» WHAT THE TASK ASKS: Exactly as they appear, output all of the records. Skip any images.

» EXERCISE INPUT:
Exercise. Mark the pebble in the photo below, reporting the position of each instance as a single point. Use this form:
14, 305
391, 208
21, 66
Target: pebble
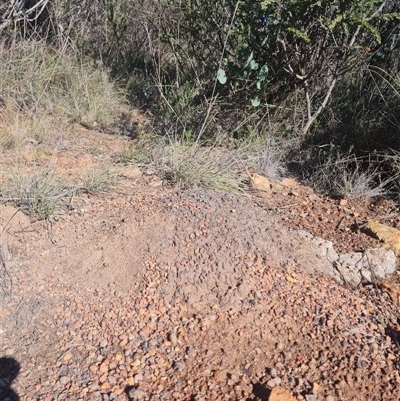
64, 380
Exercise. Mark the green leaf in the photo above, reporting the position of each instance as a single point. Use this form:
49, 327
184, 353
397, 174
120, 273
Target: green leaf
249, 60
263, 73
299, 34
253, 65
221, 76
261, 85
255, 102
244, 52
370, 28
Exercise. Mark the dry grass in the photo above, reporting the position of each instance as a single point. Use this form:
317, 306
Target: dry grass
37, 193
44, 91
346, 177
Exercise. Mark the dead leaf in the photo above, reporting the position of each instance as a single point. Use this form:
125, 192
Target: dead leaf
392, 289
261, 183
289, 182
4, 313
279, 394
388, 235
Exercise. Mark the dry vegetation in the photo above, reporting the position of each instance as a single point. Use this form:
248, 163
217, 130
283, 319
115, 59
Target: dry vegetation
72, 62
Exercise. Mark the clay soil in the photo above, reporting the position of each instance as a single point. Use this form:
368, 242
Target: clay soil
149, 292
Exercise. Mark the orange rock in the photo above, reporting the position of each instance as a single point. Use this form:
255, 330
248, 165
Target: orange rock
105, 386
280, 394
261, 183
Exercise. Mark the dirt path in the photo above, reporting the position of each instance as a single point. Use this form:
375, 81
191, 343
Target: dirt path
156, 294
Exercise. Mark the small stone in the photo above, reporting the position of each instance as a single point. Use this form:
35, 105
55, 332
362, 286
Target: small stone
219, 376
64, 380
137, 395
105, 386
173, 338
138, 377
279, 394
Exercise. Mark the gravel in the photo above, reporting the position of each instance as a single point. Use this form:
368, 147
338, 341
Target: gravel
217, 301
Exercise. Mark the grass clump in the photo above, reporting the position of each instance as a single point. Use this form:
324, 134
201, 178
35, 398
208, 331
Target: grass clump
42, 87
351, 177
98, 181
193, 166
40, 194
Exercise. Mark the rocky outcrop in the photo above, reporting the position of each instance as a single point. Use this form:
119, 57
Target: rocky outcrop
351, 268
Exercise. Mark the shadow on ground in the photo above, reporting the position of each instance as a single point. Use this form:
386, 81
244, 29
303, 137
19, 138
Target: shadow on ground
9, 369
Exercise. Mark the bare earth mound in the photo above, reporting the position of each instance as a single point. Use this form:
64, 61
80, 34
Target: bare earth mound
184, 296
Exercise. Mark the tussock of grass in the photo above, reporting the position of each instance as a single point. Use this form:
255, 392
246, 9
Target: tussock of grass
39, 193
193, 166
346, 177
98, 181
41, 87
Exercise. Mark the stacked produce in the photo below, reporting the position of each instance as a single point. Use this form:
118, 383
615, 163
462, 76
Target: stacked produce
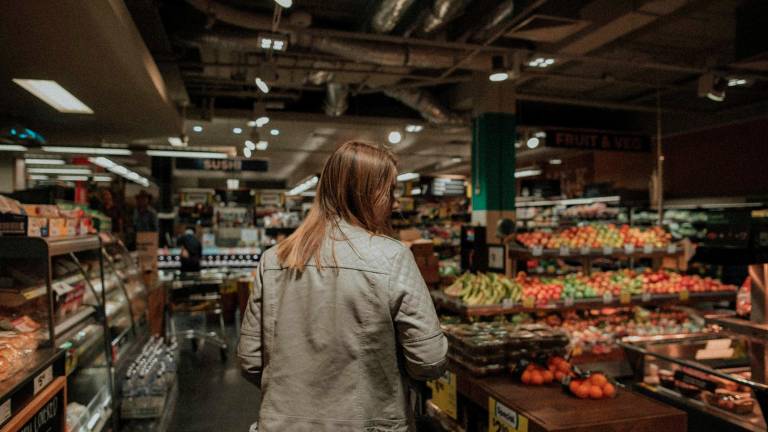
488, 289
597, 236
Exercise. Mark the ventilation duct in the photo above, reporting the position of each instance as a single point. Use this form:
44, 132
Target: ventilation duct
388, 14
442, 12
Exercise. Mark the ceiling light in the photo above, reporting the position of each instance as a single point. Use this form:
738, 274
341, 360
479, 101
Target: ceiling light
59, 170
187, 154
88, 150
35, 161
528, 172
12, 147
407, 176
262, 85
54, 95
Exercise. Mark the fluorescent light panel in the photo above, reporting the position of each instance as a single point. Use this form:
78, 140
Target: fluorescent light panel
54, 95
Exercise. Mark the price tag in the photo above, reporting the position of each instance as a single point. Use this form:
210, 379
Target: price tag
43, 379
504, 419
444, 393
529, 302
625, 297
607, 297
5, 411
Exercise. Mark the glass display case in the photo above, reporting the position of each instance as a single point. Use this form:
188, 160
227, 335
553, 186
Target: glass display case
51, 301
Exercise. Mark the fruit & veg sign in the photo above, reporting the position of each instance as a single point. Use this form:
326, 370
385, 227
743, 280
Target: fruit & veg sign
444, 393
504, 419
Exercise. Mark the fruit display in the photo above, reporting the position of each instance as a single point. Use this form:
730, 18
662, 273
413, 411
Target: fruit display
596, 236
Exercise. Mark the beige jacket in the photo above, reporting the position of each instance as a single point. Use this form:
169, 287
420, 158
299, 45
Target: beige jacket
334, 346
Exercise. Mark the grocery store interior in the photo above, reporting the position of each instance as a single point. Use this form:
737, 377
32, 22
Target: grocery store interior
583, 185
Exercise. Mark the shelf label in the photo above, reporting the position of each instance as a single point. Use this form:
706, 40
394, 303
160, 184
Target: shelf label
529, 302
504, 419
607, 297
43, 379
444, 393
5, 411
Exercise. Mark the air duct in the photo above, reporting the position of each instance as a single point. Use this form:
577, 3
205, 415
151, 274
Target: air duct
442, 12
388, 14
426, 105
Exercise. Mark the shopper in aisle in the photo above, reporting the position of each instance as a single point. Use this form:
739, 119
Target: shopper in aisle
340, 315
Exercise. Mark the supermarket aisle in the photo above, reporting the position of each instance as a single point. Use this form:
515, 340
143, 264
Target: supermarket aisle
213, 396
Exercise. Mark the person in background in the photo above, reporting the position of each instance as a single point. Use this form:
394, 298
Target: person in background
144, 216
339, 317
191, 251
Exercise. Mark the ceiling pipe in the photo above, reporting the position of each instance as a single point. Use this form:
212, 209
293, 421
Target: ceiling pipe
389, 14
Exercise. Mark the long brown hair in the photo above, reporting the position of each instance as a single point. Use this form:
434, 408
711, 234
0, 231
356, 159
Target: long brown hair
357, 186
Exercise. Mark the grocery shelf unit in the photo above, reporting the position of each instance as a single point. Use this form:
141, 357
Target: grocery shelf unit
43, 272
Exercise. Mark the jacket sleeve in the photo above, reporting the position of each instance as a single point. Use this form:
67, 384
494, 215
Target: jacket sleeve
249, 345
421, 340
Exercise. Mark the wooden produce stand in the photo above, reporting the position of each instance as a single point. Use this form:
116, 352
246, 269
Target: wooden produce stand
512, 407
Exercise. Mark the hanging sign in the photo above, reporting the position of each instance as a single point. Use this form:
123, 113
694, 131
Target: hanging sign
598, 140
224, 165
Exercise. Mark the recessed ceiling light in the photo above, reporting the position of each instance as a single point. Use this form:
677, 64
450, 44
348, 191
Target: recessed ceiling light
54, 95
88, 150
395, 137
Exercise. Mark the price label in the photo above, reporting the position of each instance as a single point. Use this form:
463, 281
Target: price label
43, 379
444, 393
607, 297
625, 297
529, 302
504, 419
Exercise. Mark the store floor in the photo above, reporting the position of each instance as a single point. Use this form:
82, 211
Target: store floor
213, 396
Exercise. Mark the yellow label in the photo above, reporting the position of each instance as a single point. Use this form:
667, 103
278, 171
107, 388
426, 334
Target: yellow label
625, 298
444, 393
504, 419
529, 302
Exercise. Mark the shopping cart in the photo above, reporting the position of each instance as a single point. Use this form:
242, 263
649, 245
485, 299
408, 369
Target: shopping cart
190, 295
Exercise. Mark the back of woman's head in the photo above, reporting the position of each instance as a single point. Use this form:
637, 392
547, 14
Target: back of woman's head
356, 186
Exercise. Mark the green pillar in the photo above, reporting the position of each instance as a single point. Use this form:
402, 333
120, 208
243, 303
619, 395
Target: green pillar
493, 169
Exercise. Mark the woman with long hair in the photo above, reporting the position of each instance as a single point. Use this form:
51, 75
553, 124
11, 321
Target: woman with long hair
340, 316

» THE REPLY:
Exercise. Mark the pebble in the photo below, reporting the position of each instance as a single point. Use this form:
14, 305
391, 208
21, 66
Target: pebble
64, 380
Exercise. Mark the green leaf in the photo above, reporting the position of each instance as a single point. Use this form:
49, 327
184, 353
397, 174
120, 273
Target: green leaf
249, 60
263, 73
299, 34
253, 65
221, 76
261, 85
255, 102
244, 52
370, 28
Exercise. Mark the dry grass in the photo above, reporting the position of each instance as a single point. Use this form:
317, 306
Target: dry grass
37, 193
44, 91
346, 177
Exercise. Mark the dead leaf in the photo above, reporting the position of each instance as a single point. Use this form:
125, 192
Target: dead leaf
392, 289
261, 183
289, 182
4, 313
279, 394
388, 235
Exercise. Mark the dry vegetation in the photo above, reporting the position of each instance as a single point. Use this form:
248, 163
217, 130
283, 319
115, 59
Target: dry vegetation
72, 62
Exercise. Mark the clay soil in the photo above, reporting the position of each instance as a single point. Use this form:
368, 242
Target: clay soil
149, 292
Exercise. Mark the orange rock in the photo above, reporting the position of each instance as a single point. Use this form:
255, 330
248, 165
Target: orange rock
105, 386
280, 394
261, 183
Exercise. Mark the dirt path in the photo above, reporting the position of each instance as a single point. Use this form:
375, 81
191, 343
Target: dirt path
156, 294
Exercise. Mark the small stone in the photo above, reporting the position of each instance as a single point. Use this form:
35, 105
55, 332
362, 286
Target: small stone
219, 376
64, 380
137, 395
105, 386
173, 338
138, 377
279, 394
Exercise. Mark the gravel in the photo above, reporting the position of each instance as a single point. Use this form:
368, 147
338, 341
Target: gravel
217, 301
Exercise. Mark the grass clump in the photo above, reporting the position of each instance as a single point. Use this form:
324, 134
201, 178
35, 398
208, 331
Target: grass clump
42, 87
351, 177
98, 181
193, 166
40, 194
Exercise. Mark the rocky outcrop in the photo above, reporting the position of each instance as a single point. Use this form:
119, 57
Target: rocky outcrop
351, 268
Exercise. Mark the shadow on ground in the photo above, reporting the position of each instance as a single point. Use this form:
386, 81
244, 29
303, 137
19, 138
Target: shadow on ground
9, 369
Exercise. Mark the bare earth mound in the photo above, reporting the position of each instance as a single point. Use this form:
64, 61
80, 34
Target: bare earth mound
184, 296
Exercise. Mark the tussock of grass in the photo above, reporting the position of each instance as a single point. Use this form:
255, 392
246, 9
Target: tussock of grass
39, 193
193, 166
346, 177
98, 181
41, 87
Exercise. Mark the stacked produce in the photo below, reporting the position of each instance as a single point. Use this form:
118, 383
615, 163
462, 76
Target: stacked produce
488, 289
597, 236
Exercise. Mark the ventilation duct in the photo above, reporting the position of each instance as a single point. Use this form:
44, 132
Target: ventilation duct
388, 14
442, 12
Exercise. Mark the ceiling light in the photo above, reporting the position of each instance as a single point. Use this form:
738, 274
341, 360
479, 101
Target: ceiling light
59, 170
187, 154
88, 150
35, 161
528, 172
12, 147
407, 176
262, 85
54, 95
Exercise. Mark the fluorescent light panel in the photo above, reporting the position of each instance as a single point. Use this form:
78, 140
Target: fluorescent light panel
54, 95
Exercise. Mark the price tag in the photo above, reporting the position of each instance as a single point. Use this form:
210, 379
Target: price tag
43, 379
504, 419
444, 393
529, 302
625, 297
607, 297
5, 411
Exercise. Mark the glass display case in the photo above, reporting the position of each instance as a single point. Use this form:
188, 160
227, 335
553, 186
Target: glass display case
51, 301
Exercise. Mark the fruit & veg sign in the photo above, reporting the position of each instance as a single point. Use this form:
326, 370
385, 227
743, 280
Target: fruit & veg sign
444, 393
504, 419
Exercise. Mark the fruit display in the photo above, reporting the position of each instance as a single point. Use this form:
730, 18
662, 273
413, 411
Target: fruit display
596, 236
Exercise. Mark the beige jacket in the photo above, reporting the position of each instance as a single point. Use this form:
169, 287
420, 158
299, 45
Target: beige jacket
334, 346
Exercise. Mark the grocery store interior in the photo above, reporting the position of each instance as a single point. Use this form:
737, 377
32, 22
Target: grocery store interior
583, 185
Exercise. Mark the shelf label in the photo above, reporting the position of each instance as a single point. Use this form:
706, 40
394, 303
160, 184
Target: shelf label
529, 302
504, 419
607, 297
43, 379
444, 393
5, 411
Exercise. Mark the air duct in the photo above, reporting the position of each instance as a single point. Use this form:
577, 3
205, 415
151, 274
Target: air duct
442, 12
388, 14
426, 105
Exercise. Mark the shopper in aisle in the photo above, reporting the position of each instance as a single point. Use this form:
739, 119
Target: shopper in aisle
340, 315
Exercise. Mark the supermarket aisle in the photo above, reporting the position of each instance as a single point. Use this form:
515, 340
143, 264
Target: supermarket aisle
213, 396
Exercise. Mark the person in background in the photo above, reporting the position of each instance as a single point. Use this form:
394, 298
Target: person in background
144, 216
339, 317
191, 251
Exercise. Mark the ceiling pipe in the photo above, reporting the position of each instance as a single point. Use this form:
212, 209
293, 421
Target: ceiling pipe
389, 14
Exercise. Mark the long brown hair in the photo above, reporting the position of each instance as a single point. Use this form:
434, 408
711, 234
0, 231
356, 159
Target: long brown hair
357, 186
Exercise. Mark the grocery shelf unit in the photo above, reporting the position of each instance as a single point. Use this form:
141, 357
Target: grocery shelf unit
43, 272
Exercise. Mark the jacket sleeve in the photo above, reporting the position of each instance as a single point. Use this form:
67, 384
494, 215
Target: jacket sleeve
249, 345
421, 340
Exercise. Mark the wooden produce stand in the photo above, reporting the position of each instance as a single point. Use this form:
116, 352
246, 269
Target: wooden produce stand
512, 407
Exercise. Mark the hanging sign in the photo above, reporting the position of each instance as a single point. Use this form:
123, 113
694, 131
Target: hanging sign
598, 140
224, 165
Exercise. Mark the recessed ceiling light in the photo above, reporting the position of each instance as a single point. Use this form:
677, 64
450, 44
348, 191
Target: recessed ceiling light
54, 95
88, 150
395, 137
Exercise. Mark the price label in the photo above, reporting the position of each instance as a single point. Use this form:
463, 281
Target: price label
43, 379
444, 393
607, 297
625, 297
529, 302
504, 419
Exercise. Mark the store floor in the photo above, reporting the position of each instance as a single point. Use this form:
82, 211
Target: store floor
213, 396
Exercise. Mark the yellow label in the photo above, reporting the position of each instance as a single point. Use this form:
667, 103
278, 171
107, 388
426, 334
Target: yellow label
625, 298
444, 393
504, 419
529, 302
Exercise. Mark the shopping cart in the photo above, reporting the position of each instance as a single point. Use this form:
242, 263
649, 245
485, 299
408, 369
Target: shopping cart
190, 295
Exercise. Mark the back of woman's head in the photo above, reporting the position of each instance as a single point. Use this form:
637, 392
547, 14
Target: back of woman's head
356, 186
Exercise. Mark the green pillar in the photo above, reporting the position of each instance as a single point. Use this form:
402, 333
120, 208
243, 303
619, 395
Target: green pillar
493, 169
Exercise. Mark the woman with long hair in the photo above, reporting the position of each instance as a single point. Use this form:
51, 75
553, 124
11, 321
Target: woman with long hair
340, 316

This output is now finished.